** START OF PROVIDED ENTRIES **

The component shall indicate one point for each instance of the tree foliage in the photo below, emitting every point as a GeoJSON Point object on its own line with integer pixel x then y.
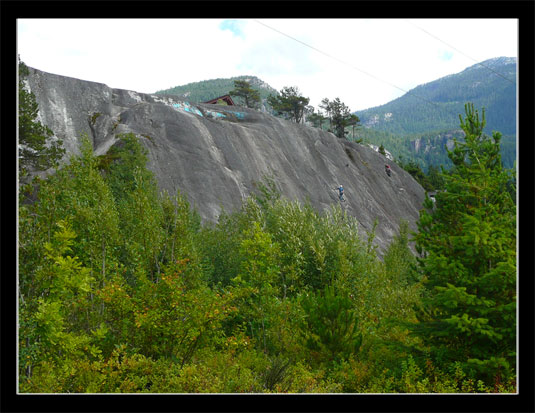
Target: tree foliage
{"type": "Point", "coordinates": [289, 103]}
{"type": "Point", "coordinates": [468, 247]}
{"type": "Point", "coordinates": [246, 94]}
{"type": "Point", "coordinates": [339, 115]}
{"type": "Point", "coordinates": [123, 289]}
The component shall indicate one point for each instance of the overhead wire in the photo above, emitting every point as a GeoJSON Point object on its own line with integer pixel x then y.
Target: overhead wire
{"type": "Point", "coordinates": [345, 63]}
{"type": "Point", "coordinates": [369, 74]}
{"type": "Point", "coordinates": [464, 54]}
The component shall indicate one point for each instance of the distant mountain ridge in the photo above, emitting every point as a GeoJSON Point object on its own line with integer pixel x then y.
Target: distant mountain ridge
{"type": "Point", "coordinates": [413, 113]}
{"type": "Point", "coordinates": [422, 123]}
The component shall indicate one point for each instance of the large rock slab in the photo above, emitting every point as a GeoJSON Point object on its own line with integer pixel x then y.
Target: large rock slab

** END OF PROVIDED ENTRIES **

**WORK TO BE COMPLETED:**
Can you write out all of the data above again, line by line and with its wording unchanged, but with every point coordinate offset by +140 and the picture left out?

**SOLUTION:**
The component shall indicate one point for each instance of the tree foliage in the photo below, emitting every point as a GeoJSON Point object on its own line with integer pixel x then y.
Target: tree foliage
{"type": "Point", "coordinates": [429, 243]}
{"type": "Point", "coordinates": [608, 387]}
{"type": "Point", "coordinates": [386, 234]}
{"type": "Point", "coordinates": [479, 255]}
{"type": "Point", "coordinates": [263, 429]}
The component shall indicate one point for each instance of the overhead wire in the photo above, emitting every point as a GeoJSON Point object on its own line with integer pixel x then y.
Target: overhead wire
{"type": "Point", "coordinates": [485, 203]}
{"type": "Point", "coordinates": [509, 214]}
{"type": "Point", "coordinates": [604, 194]}
The component shall indicate one point for each instance of the distant mountain ridge in the photo above, emitting every point as a GeoJSON Point object on its own line with integer pixel x then y.
Target: distant mountain ridge
{"type": "Point", "coordinates": [553, 253]}
{"type": "Point", "coordinates": [562, 263]}
The component shall indicate one point for each instance of the large rock slab in the photo above, emitting every point as a GeoJSON Point object on its own line with integer pixel x then y.
Target: large rock slab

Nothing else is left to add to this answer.